----- QUOTED PASSAGE

Nyssen's research showed that high levels of soil loss in the Ethiopian Highlands are caused by a combination of erosive rainfall, steep slopes, and impacts of deforestation, overgrazing, an agricultural system where the open-field system dominates, and the aftermath of poverty induced by a long history of feudalism in Ethiopia. He further studied how the high density of soil and water conservation structures led to land resilience in the highlands.
Through the use of rephotography, Nyssen linked changes in the landscape with land degradation.

Nyssen notes that Ethiopian farmers have ploughed the same lands and hills for thousands of years with oxen ploughs. They know their soils and know when rains will come or what they have to plant if rains are late. Since his first stay in Ethiopia in 1994, Nyssen observed that the amount of food available to rural households, as well as the overall living standard has strongly improved.

----------

REQUIRED ACTION A
From the passage on Nyssen's research in Ethiopia, echo the portion starting at "Nyssen notes that" and ending at "has strongly improved.".
REQUIRED ACTION B
According to the passage on Nyssen's research in Ethiopia, what things do Ethiopian farmers know? List all of them.

----- AVAILABLE DATA

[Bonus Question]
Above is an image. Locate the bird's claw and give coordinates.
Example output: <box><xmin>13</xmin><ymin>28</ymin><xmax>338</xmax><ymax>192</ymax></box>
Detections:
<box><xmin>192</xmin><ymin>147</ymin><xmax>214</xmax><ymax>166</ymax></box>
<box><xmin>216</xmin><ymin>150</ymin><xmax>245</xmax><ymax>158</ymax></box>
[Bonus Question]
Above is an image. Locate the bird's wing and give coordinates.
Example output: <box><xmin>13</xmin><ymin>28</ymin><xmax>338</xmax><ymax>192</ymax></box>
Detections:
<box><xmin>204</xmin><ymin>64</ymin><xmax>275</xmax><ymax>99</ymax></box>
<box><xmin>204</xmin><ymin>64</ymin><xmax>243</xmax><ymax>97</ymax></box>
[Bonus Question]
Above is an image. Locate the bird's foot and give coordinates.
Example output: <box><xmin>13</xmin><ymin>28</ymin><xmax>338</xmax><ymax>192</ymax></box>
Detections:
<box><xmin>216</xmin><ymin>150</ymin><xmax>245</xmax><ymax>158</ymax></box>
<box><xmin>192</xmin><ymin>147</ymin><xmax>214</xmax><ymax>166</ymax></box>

----------

YOUR SOLUTION A
Nyssen notes that Ethiopian farmers have ploughed the same lands and hills for thousands of years with oxen ploughs. They know their soils and know when rains will come or what they have to plant if rains are late. Since his first stay in Ethiopia in 1994, Nyssen observed that the amount of food available to rural households, as well as the overall living standard has strongly improved.

YOUR SOLUTION B
- their soils
- when rains will come
- what they have to plant if rains are late